Referring expression data
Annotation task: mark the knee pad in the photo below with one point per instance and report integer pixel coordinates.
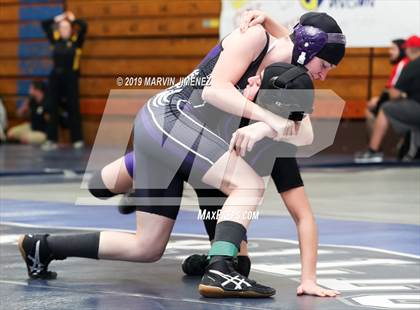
(97, 187)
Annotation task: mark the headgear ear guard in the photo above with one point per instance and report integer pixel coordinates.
(286, 90)
(309, 41)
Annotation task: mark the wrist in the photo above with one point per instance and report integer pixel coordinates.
(308, 280)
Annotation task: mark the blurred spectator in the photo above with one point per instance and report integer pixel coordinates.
(399, 60)
(402, 110)
(3, 121)
(66, 35)
(32, 132)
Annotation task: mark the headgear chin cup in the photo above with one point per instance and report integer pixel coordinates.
(309, 41)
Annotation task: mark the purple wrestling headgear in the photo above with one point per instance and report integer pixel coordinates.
(317, 34)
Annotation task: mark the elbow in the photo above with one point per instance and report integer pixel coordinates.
(207, 94)
(309, 137)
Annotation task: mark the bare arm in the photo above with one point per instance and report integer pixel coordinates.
(239, 51)
(255, 17)
(395, 93)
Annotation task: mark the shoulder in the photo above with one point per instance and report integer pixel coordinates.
(251, 41)
(255, 35)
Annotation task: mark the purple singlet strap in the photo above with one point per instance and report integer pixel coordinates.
(129, 162)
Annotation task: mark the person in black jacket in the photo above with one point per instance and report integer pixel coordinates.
(66, 35)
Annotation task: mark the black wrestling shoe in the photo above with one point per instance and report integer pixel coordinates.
(195, 265)
(37, 256)
(221, 280)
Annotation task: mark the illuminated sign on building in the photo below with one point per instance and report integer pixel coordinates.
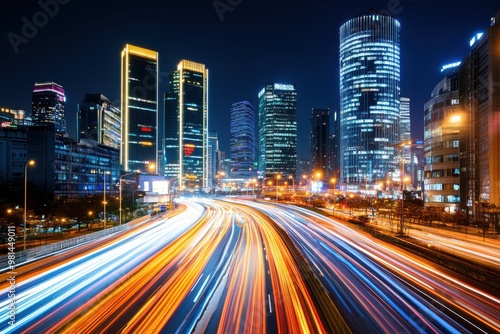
(476, 38)
(448, 66)
(283, 87)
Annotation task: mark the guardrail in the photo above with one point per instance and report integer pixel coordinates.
(31, 254)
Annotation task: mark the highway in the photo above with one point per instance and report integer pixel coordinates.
(380, 288)
(243, 266)
(212, 268)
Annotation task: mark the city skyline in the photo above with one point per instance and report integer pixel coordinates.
(80, 69)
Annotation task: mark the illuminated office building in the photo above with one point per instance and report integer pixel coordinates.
(320, 142)
(404, 119)
(441, 138)
(48, 103)
(479, 94)
(213, 150)
(369, 98)
(277, 130)
(186, 120)
(99, 120)
(242, 140)
(139, 109)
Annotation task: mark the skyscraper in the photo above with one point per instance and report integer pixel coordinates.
(139, 108)
(242, 140)
(479, 95)
(186, 120)
(277, 130)
(320, 142)
(441, 135)
(212, 151)
(48, 103)
(99, 120)
(369, 98)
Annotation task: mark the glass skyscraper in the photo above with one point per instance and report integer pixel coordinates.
(99, 120)
(48, 103)
(277, 130)
(369, 98)
(186, 120)
(139, 108)
(319, 141)
(242, 140)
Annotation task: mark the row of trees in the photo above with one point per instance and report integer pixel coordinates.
(62, 214)
(415, 212)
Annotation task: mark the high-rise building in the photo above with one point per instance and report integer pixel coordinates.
(212, 151)
(277, 130)
(335, 147)
(242, 140)
(369, 98)
(320, 142)
(99, 120)
(404, 119)
(186, 120)
(139, 109)
(48, 103)
(66, 169)
(12, 117)
(479, 95)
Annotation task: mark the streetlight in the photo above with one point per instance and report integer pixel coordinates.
(278, 177)
(318, 174)
(29, 163)
(121, 194)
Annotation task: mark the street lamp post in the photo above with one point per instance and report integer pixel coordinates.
(278, 177)
(29, 163)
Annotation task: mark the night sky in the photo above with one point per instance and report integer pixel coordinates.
(254, 43)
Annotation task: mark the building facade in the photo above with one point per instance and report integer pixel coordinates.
(242, 140)
(441, 140)
(369, 98)
(66, 169)
(186, 121)
(48, 104)
(99, 120)
(277, 128)
(139, 109)
(479, 94)
(12, 117)
(213, 150)
(13, 153)
(319, 122)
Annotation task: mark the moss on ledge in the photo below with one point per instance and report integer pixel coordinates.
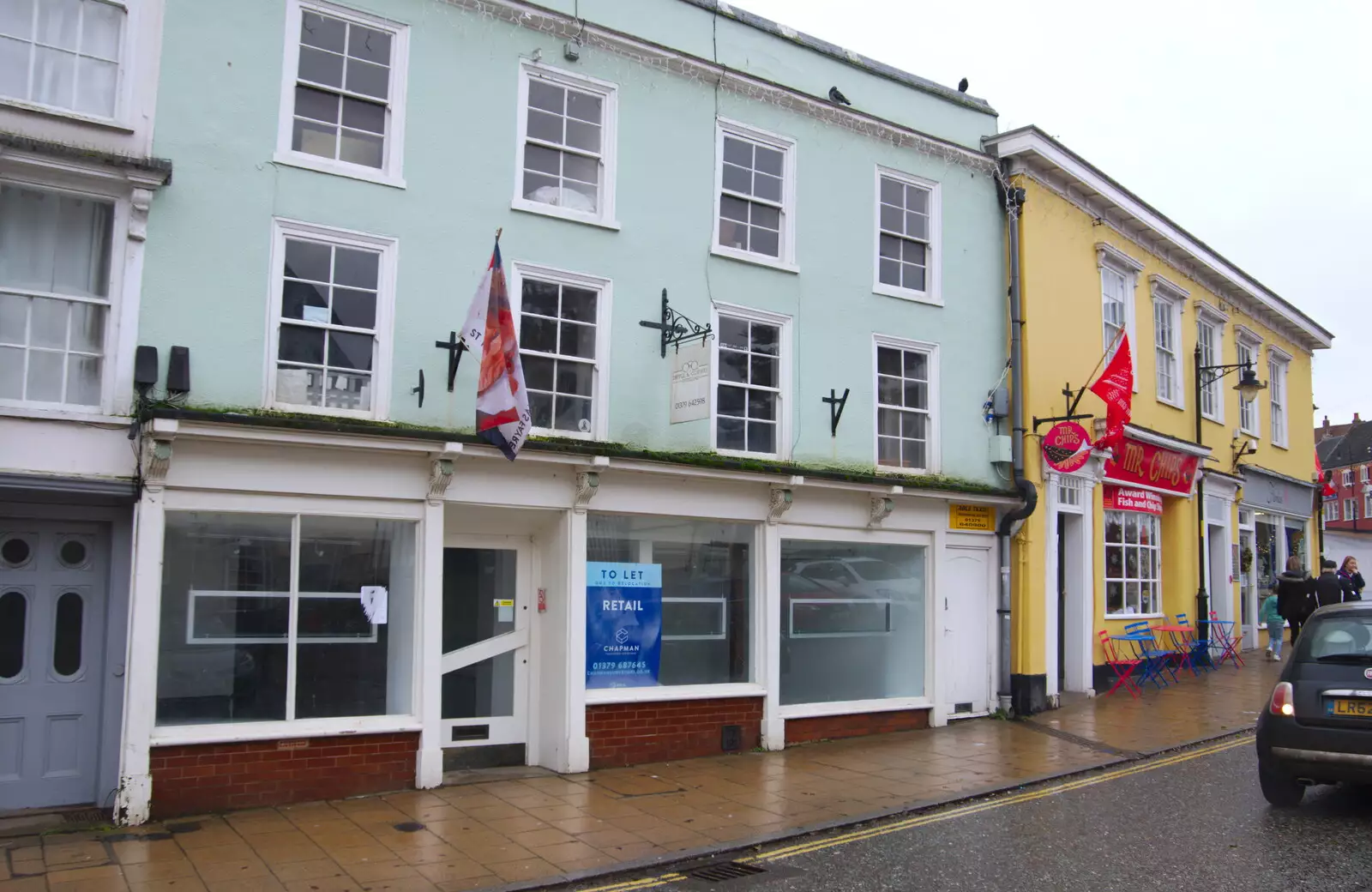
(845, 473)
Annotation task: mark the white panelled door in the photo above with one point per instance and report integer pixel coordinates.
(52, 617)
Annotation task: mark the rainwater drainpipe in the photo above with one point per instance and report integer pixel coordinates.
(1014, 199)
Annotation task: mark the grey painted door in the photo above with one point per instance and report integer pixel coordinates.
(52, 617)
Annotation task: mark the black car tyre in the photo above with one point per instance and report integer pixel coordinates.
(1280, 791)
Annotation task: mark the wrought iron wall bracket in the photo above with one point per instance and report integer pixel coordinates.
(677, 329)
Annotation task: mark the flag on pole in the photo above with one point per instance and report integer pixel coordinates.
(501, 401)
(1116, 388)
(1326, 487)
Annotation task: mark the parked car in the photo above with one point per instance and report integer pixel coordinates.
(1317, 727)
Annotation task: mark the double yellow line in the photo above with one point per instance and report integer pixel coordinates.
(925, 820)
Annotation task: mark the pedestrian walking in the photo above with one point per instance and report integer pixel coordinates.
(1276, 626)
(1330, 588)
(1296, 596)
(1351, 578)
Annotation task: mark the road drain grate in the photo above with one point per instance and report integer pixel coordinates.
(722, 871)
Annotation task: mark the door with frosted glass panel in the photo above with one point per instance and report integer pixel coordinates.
(52, 592)
(484, 642)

◆ **EXERCISE DETAILS**
Could you repeat every entry above exactly, with each picture omitted?

◆ **WRITTEN ANSWER**
Annotation task: mark the knee pad in the photo below with one point per instance and report integer pixel coordinates.
(97, 187)
Annotation task: mark the headgear ear guard in the photo above with one point per instance and report integer pixel coordinates.
(286, 90)
(309, 41)
Annotation task: mark the wrist in the photo above with one point per instance and report integer pixel coordinates.
(308, 280)
Annotation task: mark the blurred spectator in the photo above with one point per instance and report integer pixel coordinates.
(399, 60)
(402, 110)
(3, 121)
(66, 35)
(32, 132)
Annotation task: mark the headgear chin cup in the photo above with one point per instance and report integer pixel coordinates.
(309, 41)
Annotation task: mark the purple wrestling headgear in the photo above with one point per instance and report integer pixel coordinates.
(317, 34)
Annotation task: mark the elbow in the photo above with one point per instance and report integer pixel coordinates.
(207, 94)
(309, 137)
Annotation task: mark the bare arm in the photo above with one point per instance and report integer pixel coordinates.
(239, 51)
(255, 17)
(395, 93)
Annotation task: mark the shoulder in the photo above with one point per instance and report integer pixel coordinates.
(251, 41)
(255, 35)
Annotation task: mark the purple singlet strap in the photo above with one point per instance and report integer pixel coordinates.
(129, 162)
Annotation task: mark the person in black jacket in the photo above with one point per instance and report integer pixel coordinates.
(66, 35)
Annotation task: mark the black wrestling shoe in the photo above with one point per instance and report integer pixel coordinates.
(195, 265)
(37, 256)
(221, 280)
Annotation task: mark the illuminated sign on building in the photo below with one point per instance and report integer pixel coordinates.
(476, 38)
(448, 66)
(283, 87)
Annotation task: mark the guardrail in the photo above with one point per instance and report integer pixel coordinates.
(31, 254)
Annotation task: mark the highway in the photo above with one point per instance and report integer pixel coordinates.
(380, 288)
(243, 266)
(212, 268)
Annotation task: mark the city skyline in the photo above with one point per instance and report integer pixel coordinates.
(80, 69)
Annotation task: mark the illuminated office building in the photo above with one point per instance and report integer pixel coordinates.
(320, 142)
(404, 119)
(441, 138)
(48, 103)
(479, 94)
(213, 150)
(369, 98)
(277, 130)
(186, 120)
(99, 120)
(242, 140)
(139, 109)
Annotation task: mark the skyscraper in the photo above with one point per instance and report integer pixel coordinates.
(139, 108)
(242, 140)
(479, 95)
(186, 120)
(277, 130)
(320, 142)
(441, 135)
(212, 151)
(48, 103)
(99, 120)
(369, 98)
Annotation task: mark the glass skyscraper in the photo above with one point per instance and report integer pixel coordinates.
(99, 120)
(48, 103)
(277, 130)
(369, 98)
(186, 120)
(139, 108)
(319, 141)
(242, 140)
Annotation task: mark the row of trees in the photo above with one point per instance and report integer pixel coordinates.
(62, 214)
(415, 212)
Annotation task: mark the high-rise building in the photo above with one point per instance and report integer pixel coordinates.
(212, 151)
(277, 130)
(335, 147)
(242, 140)
(369, 98)
(320, 142)
(99, 120)
(404, 119)
(186, 120)
(139, 109)
(48, 103)
(66, 169)
(12, 117)
(479, 95)
Annotation task: mark the streetlight in the photo above with one point per instance and report integer pixel coordinates.
(278, 177)
(318, 174)
(29, 163)
(121, 194)
Annotation task: mark the street lamp post in the photo above with one point per instance and report integer pixel coordinates.
(278, 177)
(29, 163)
Annotation task: mark the night sky in the photo above with one point per instance and report integer pixel coordinates.
(254, 43)
Annotation task: mark the building facade in the photo above with one point per instance and report integer pixel coordinates.
(242, 140)
(441, 140)
(369, 98)
(66, 169)
(186, 121)
(48, 104)
(99, 120)
(277, 128)
(139, 109)
(479, 94)
(12, 117)
(213, 150)
(13, 153)
(319, 122)
Annotation task: mark the moss on ledge in the photo below with one point per instance and report integer pixel coordinates.
(845, 473)
Annotation task: mark the white panelled door in the photo above with one point per instance and report integer pixel coordinates.
(52, 617)
Annotation task: mark the rainwater drainpipe in the photo above with one point per instance and report integer pixel coordinates.
(1014, 199)
Annotation task: mark the grey painted door in the photo above with one point per instance and report integer pixel coordinates.
(52, 617)
Annotation task: mark the black car tyre in the photo above with one point per instance and report integer pixel coordinates.
(1280, 791)
Annotation task: mark the wrought iron wall bracket in the photo above with one point per instance and report integer pixel coordinates.
(677, 329)
Annotation task: mark the flag on pole in the photo above with one point per instance and report integer pixel coordinates.
(501, 401)
(1116, 388)
(1326, 487)
Annotation task: mark the parked car in the photo above with one point per instance and report integer pixel coordinates.
(1317, 727)
Annotation task: mark the double yellow line in the photo above with one point per instance and report integer pixel coordinates.
(925, 820)
Annotation task: mark the pedestrian walking in the photo above with one point per instance and report integer pixel coordinates.
(1276, 626)
(1330, 588)
(1296, 596)
(1351, 578)
Annotation task: mark the road drain grate in the photo above with one point per instance and report integer pixel coordinates.
(722, 871)
Annotation task: mark the door with frosted glass panel in the photo above with one point per instance and report integer pixel coordinates.
(52, 592)
(484, 642)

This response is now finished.